Sasaran Tugas.
A - Jawab pertanyaan berikut dari teks tentang isu pemakzulan Presiden SBY.
(i) Pada tanggal berapa demo besar dikabarkan akan digelar?
(ii) Pada tahun berapa masa jabatan SBY sebagai presiden berakhir?
(iii) Apa jabatan Abdul Hakim MS?
B - Ketik ulang bagian teks tentang isu pemakzulan Presiden SBY dari "Selasa, 26 Maret" sampai "sebatas gertak sambal." tanpa mengubah satu huruf pun.
C - Tolong lanjutkan teks tentang wacana pemakzulan Presiden SBY, dimulai sesudah kalimat terakhir yang tercantum.

Kutipan Sumber.

>>>>

Selasa, 26 Maret 2013

SBY, Pemburu Kuasa, dan Upaya Pemakzulan


SBY, Pemburu Kuasa, dan Upaya Pemakzulan
Abdul Hakim MS  ;  Direktur Eksekutif Skala Survei Indonesia (SSI)
DETIKNEWS, 25 Maret 2013
  

Untuk kesekian kalinya, pemerintahan di bawah kendali Presiden Susilo Bambang Yudhoyono (SBY) kembali diterpa isu pemakzulan. Rumor yang beredar, pada 25 Maret 2013, akan ada demo besar yang bertujuan untuk menggulingkan kedudukannya sebagai presiden sebelum masa jabatannya berakhir pada 2014 mendatang. 

Entah kenapa, sejak menjabat sebagai presiden, wacana tentang pemakzulan terhadap Presiden SBY tak pernah berhenti. Namun kerap juga, wacana itu hanya sebatas gertak sambal.

<<<<

Daftar Data.
>>>>

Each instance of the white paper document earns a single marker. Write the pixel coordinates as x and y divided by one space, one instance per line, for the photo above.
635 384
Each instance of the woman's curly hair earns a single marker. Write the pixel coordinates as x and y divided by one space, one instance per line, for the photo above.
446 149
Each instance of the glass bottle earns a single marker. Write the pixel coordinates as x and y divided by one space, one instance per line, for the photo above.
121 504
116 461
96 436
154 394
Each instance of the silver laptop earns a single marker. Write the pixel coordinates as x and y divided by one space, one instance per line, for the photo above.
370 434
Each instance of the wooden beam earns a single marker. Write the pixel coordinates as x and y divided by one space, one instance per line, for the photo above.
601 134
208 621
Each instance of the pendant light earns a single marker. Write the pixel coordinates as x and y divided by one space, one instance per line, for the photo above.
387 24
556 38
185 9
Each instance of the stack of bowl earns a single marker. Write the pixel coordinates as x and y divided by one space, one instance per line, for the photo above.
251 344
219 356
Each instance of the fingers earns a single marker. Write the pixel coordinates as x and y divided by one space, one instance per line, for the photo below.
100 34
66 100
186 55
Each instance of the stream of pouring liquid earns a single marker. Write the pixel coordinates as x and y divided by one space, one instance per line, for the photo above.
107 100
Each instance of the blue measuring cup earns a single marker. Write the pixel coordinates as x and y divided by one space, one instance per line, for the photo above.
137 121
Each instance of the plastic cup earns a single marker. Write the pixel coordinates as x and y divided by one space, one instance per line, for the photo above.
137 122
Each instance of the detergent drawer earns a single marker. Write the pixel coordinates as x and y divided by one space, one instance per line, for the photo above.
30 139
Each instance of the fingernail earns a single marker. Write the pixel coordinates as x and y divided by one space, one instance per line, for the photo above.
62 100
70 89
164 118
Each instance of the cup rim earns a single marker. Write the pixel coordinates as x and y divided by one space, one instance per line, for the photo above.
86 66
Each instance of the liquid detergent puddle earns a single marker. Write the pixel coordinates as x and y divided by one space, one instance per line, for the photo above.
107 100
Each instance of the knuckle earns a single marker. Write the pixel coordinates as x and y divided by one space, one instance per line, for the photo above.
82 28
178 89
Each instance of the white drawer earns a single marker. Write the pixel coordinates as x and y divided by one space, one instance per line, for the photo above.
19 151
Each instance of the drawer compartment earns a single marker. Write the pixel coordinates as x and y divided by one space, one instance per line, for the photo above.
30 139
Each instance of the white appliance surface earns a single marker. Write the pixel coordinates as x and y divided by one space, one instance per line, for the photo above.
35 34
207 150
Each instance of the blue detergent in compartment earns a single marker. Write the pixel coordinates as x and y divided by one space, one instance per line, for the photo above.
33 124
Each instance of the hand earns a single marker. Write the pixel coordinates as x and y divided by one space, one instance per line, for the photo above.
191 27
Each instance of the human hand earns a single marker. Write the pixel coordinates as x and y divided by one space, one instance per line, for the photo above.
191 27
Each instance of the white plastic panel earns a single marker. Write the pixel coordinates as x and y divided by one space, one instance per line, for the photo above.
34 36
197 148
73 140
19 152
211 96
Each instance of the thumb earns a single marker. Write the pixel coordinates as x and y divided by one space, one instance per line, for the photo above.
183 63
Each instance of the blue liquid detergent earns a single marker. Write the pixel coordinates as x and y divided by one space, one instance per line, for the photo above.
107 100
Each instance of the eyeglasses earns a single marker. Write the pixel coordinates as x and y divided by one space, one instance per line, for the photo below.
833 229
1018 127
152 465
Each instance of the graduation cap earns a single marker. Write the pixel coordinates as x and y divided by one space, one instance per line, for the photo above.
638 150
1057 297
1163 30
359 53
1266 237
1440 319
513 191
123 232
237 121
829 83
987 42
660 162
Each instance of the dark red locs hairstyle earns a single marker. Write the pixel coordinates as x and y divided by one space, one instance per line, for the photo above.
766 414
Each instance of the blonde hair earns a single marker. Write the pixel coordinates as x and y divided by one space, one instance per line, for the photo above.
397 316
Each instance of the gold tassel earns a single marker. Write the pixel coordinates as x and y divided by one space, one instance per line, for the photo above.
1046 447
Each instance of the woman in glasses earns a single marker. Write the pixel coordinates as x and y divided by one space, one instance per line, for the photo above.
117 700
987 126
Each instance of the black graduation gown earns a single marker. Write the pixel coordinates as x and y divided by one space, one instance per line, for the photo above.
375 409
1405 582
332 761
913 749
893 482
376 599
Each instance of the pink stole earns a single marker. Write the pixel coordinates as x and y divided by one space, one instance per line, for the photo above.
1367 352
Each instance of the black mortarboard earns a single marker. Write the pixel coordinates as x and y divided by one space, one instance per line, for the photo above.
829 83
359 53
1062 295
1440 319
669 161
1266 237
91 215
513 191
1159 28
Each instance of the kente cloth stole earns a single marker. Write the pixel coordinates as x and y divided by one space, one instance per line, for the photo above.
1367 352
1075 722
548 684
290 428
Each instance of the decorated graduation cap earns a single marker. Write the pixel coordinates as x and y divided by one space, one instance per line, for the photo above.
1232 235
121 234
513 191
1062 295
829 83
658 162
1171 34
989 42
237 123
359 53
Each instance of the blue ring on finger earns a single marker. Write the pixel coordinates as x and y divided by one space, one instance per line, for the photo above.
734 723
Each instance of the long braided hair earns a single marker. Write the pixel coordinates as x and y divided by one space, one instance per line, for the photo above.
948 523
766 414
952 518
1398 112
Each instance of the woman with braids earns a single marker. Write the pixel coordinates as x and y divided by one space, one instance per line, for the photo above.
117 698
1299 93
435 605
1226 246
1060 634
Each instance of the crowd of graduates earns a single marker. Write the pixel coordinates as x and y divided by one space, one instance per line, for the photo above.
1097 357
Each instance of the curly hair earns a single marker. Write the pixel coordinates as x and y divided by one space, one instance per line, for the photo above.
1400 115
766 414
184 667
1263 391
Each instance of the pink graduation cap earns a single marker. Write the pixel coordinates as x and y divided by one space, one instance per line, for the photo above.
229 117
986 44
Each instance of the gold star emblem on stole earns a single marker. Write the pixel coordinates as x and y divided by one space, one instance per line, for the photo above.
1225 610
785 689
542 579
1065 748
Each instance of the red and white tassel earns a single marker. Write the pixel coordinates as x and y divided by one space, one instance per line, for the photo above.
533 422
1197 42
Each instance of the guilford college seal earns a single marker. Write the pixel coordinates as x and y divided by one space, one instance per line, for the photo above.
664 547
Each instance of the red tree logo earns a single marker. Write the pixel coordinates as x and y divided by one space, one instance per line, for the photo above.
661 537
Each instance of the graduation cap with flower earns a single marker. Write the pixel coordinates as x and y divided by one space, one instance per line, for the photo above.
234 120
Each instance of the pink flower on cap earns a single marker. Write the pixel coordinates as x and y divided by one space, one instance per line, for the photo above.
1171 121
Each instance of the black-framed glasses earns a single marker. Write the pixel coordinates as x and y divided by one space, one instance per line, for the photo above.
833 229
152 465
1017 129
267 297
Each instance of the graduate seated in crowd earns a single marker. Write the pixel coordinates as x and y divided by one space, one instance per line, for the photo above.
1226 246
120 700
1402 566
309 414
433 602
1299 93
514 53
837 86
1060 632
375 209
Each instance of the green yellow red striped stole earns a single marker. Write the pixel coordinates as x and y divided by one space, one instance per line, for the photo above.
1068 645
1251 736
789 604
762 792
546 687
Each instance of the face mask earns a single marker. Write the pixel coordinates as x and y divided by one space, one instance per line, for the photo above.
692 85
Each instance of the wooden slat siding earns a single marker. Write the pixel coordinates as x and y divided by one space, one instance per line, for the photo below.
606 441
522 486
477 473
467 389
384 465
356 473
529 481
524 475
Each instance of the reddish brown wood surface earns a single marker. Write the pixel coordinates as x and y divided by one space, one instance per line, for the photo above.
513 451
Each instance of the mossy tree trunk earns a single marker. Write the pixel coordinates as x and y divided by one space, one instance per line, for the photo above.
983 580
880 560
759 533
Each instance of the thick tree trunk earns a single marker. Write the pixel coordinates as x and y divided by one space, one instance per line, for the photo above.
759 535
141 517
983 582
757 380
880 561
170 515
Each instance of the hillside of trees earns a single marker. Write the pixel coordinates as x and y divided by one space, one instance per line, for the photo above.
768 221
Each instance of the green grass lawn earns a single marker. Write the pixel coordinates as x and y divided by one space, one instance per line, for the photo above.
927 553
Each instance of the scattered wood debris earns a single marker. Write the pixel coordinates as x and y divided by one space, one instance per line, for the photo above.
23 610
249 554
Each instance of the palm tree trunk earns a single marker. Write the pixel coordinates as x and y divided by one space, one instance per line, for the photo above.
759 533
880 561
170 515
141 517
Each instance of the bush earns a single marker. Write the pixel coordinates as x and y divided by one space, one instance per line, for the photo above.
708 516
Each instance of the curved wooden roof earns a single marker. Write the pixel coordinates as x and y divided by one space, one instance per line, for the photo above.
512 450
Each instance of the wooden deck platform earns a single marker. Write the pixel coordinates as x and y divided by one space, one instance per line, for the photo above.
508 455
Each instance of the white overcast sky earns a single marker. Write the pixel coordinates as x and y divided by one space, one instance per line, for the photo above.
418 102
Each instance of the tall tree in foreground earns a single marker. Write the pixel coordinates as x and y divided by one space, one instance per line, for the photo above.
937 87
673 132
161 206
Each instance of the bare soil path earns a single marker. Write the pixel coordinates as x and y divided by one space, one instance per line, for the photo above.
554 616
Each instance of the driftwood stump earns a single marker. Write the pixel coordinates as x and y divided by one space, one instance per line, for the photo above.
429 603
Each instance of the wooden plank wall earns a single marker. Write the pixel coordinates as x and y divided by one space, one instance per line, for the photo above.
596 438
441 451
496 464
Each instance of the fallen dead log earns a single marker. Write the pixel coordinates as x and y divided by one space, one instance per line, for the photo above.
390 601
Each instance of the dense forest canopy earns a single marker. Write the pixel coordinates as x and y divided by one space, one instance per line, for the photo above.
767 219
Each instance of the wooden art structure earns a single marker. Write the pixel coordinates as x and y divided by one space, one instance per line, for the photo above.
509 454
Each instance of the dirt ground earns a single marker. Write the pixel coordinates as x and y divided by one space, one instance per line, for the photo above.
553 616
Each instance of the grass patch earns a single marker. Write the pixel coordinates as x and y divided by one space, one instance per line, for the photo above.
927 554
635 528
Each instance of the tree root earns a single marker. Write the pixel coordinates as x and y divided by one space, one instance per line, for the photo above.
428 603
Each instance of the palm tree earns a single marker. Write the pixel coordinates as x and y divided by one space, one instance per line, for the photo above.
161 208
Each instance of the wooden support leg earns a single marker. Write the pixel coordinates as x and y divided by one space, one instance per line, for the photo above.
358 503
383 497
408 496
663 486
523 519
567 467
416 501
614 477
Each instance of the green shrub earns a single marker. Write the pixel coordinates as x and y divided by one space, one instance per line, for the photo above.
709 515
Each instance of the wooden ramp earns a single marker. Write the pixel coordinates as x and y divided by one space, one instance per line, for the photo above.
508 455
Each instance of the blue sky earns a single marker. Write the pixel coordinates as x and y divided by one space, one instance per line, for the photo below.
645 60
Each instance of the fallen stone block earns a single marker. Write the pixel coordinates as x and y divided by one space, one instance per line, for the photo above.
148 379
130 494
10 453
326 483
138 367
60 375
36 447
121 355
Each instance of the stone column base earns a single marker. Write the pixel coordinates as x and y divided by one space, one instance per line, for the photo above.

<<<<

Jawaban per Tugas.
A -
(i) 25 Maret 2013
(ii) 2014
(iii) Direktur Eksekutif Skala Survei Indonesia (SSI)

B -
Selasa, 26 Maret 2013

SBY, Pemburu Kuasa, dan Upaya Pemakzulan


SBY, Pemburu Kuasa, dan Upaya Pemakzulan
Abdul Hakim MS  ;  Direktur Eksekutif Skala Survei Indonesia (SSI)
DETIKNEWS, 25 Maret 2013
  

Untuk kesekian kalinya, pemerintahan di bawah kendali Presiden Susilo Bambang Yudhoyono (SBY) kembali diterpa isu pemakzulan. Rumor yang beredar, pada 25 Maret 2013, akan ada demo besar yang bertujuan untuk menggulingkan kedudukannya sebagai presiden sebelum masa jabatannya berakhir pada 2014 mendatang. 

Entah kenapa, sejak menjabat sebagai presiden, wacana tentang pemakzulan terhadap Presiden SBY tak pernah berhenti. Namun kerap juga, wacana itu hanya sebatas gertak sambal.

C -
Kita tentu masih ingat dengan manuver politik “Gerakan cabut mandat” yang diprakarsai oleh mantan aktivis Hariman Siregar pada tahun 2005 silam. Kita juga tak bisa lupa dengan upaya impeachment sejumlah kekuatan politik di parlemen terhadap Wakil Presiden Boediono terkait kasus dugaan skandal dana talangan (bailout) Bank Century pada 2010. 

Pun tentu masih hangat di kepala kita tentang tuduhan tokoh lintas agama terkait ”18 kebohongan rezim Presiden SBY”. Semua bermuara satu, diwacanakan ingin memakzulkan posisi suami Kristina Herawati Yudhoyono ini.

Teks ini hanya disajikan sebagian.